TEKS YANG DISEDIAKAN:
_ _ _ _ _

1. Mengundang Penulis ke Jantung Alam dan Budaya
Residensi Sastra Pawitra adalah sebuah inisiatif literasi dan kebudayaan yang mengundang penulis dari berbagai daerah untuk tinggal dan berkarya di lereng utara Gunung Penanggungan. Program ini tidak sekadar menyediakan ruang bagi penulis untuk menulis, tetapi juga menghadirkan pengalaman hidup yang kaya akan interaksi sosial, kearifan lokal, dan kesadaran lingkungan. Gunung Penanggungan sendiri bukan sekadar lanskap fisik, melainkan simbol sejarah dan spiritualitas Jawa yang telah menjadi sumber inspirasi para pegiat sastra, seni, dan budaya selama berabad-abad. Dengan latar alam yang masih terjaga, residensi ini menempatkan proses kreatif penulis dalam konteks keberlanjutan budaya dan ekologi.
Penulis yang mengikuti Residensi Sastra Pawitra 2024 berasal dari berbagai daerah seperti Malang, Surabaya, Sidoarjo, Sragen, Madiun dan berbagai daerah lainnya.
2. Tinggal Bersama Warga di Dusun Genting
Selama tiga hari dua malam, para penulis tinggal di rumah-rumah warga Dusun Genting, Desa Wotanmas Jedong, Kecamatan Ngoro, Mojokerto. Pengalaman ini memutus jarak antara penulis dan “lokasi cerita,” memungkinkan mereka memahami denyut kehidupan masyarakat secara langsung. Kehidupan sehari-hari warga, mulai dari aktivitas bertani, beternak, hingga interaksi sosial di balai desa, menjadi bahan mentah yang kaya untuk diolah menjadi karya sastra. Model tinggal bersama ini bukan sekadar bentuk keramahan, tetapi juga strategi untuk membangun empati dan kedekatan emosional antara tamu dan tuan rumah.

_ _ _ _ _

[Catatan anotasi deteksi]
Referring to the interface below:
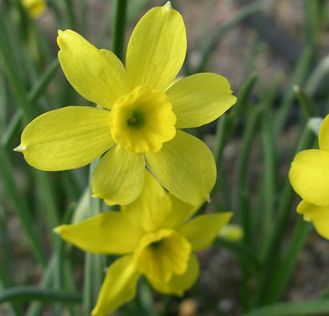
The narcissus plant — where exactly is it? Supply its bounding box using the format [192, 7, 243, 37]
[16, 3, 236, 205]
[55, 172, 231, 315]
[289, 115, 329, 239]
[22, 0, 47, 18]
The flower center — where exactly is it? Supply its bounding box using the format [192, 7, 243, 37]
[109, 86, 176, 153]
[135, 229, 191, 283]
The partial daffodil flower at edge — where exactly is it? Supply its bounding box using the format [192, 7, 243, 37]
[289, 115, 329, 239]
[22, 0, 47, 18]
[16, 3, 236, 205]
[55, 172, 232, 316]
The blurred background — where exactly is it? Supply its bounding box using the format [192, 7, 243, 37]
[0, 0, 329, 316]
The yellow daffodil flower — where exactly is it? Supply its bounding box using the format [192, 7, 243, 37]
[16, 3, 236, 205]
[289, 115, 329, 239]
[55, 172, 231, 315]
[22, 0, 47, 18]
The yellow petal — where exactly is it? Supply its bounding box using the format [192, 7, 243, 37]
[92, 145, 145, 205]
[167, 73, 236, 128]
[22, 0, 47, 18]
[146, 131, 216, 205]
[121, 172, 171, 232]
[55, 211, 142, 254]
[297, 201, 329, 239]
[135, 229, 191, 283]
[150, 254, 200, 296]
[57, 30, 128, 107]
[92, 256, 139, 316]
[319, 115, 329, 151]
[16, 106, 113, 171]
[177, 212, 232, 250]
[289, 149, 329, 206]
[126, 2, 186, 91]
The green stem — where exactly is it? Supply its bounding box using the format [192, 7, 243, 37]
[83, 161, 105, 315]
[274, 47, 314, 138]
[0, 286, 81, 304]
[0, 146, 47, 266]
[264, 218, 312, 304]
[215, 238, 261, 271]
[112, 0, 128, 62]
[293, 85, 318, 120]
[257, 128, 314, 305]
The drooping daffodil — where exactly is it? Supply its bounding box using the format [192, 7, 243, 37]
[289, 115, 329, 239]
[16, 2, 236, 205]
[55, 172, 231, 315]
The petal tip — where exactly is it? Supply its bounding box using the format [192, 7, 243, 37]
[53, 226, 63, 235]
[13, 144, 27, 153]
[163, 1, 172, 12]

_ _ _ _ _

TUGAS UNTUK DISELESAIKAN:
Ulangi seluruh teks tentang Residensi Sastra Pawitra tanpa mengubah satu kata pun. Gunakan teks itu saja sebagai satu-satunya sumber.

PENYELESAIAN SOAL INI:
1. Mengundang Penulis ke Jantung Alam dan Budaya
Residensi Sastra Pawitra adalah sebuah inisiatif literasi dan kebudayaan yang mengundang penulis dari berbagai daerah untuk tinggal dan berkarya di lereng utara Gunung Penanggungan. Program ini tidak sekadar menyediakan ruang bagi penulis untuk menulis, tetapi juga menghadirkan pengalaman hidup yang kaya akan interaksi sosial, kearifan lokal, dan kesadaran lingkungan. Gunung Penanggungan sendiri bukan sekadar lanskap fisik, melainkan simbol sejarah dan spiritualitas Jawa yang telah menjadi sumber inspirasi para pegiat sastra, seni, dan budaya selama berabad-abad. Dengan latar alam yang masih terjaga, residensi ini menempatkan proses kreatif penulis dalam konteks keberlanjutan budaya dan ekologi.
Penulis yang mengikuti Residensi Sastra Pawitra 2024 berasal dari berbagai daerah seperti Malang, Surabaya, Sidoarjo, Sragen, Madiun dan berbagai daerah lainnya.
2. Tinggal Bersama Warga di Dusun Genting
Selama tiga hari dua malam, para penulis tinggal di rumah-rumah warga Dusun Genting, Desa Wotanmas Jedong, Kecamatan Ngoro, Mojokerto. Pengalaman ini memutus jarak antara penulis dan “lokasi cerita,” memungkinkan mereka memahami denyut kehidupan masyarakat secara langsung. Kehidupan sehari-hari warga, mulai dari aktivitas bertani, beternak, hingga interaksi sosial di balai desa, menjadi bahan mentah yang kaya untuk diolah menjadi karya sastra. Model tinggal bersama ini bukan sekadar bentuk keramahan, tetapi juga strategi untuk membangun empati dan kedekatan emosional antara tamu dan tuan rumah.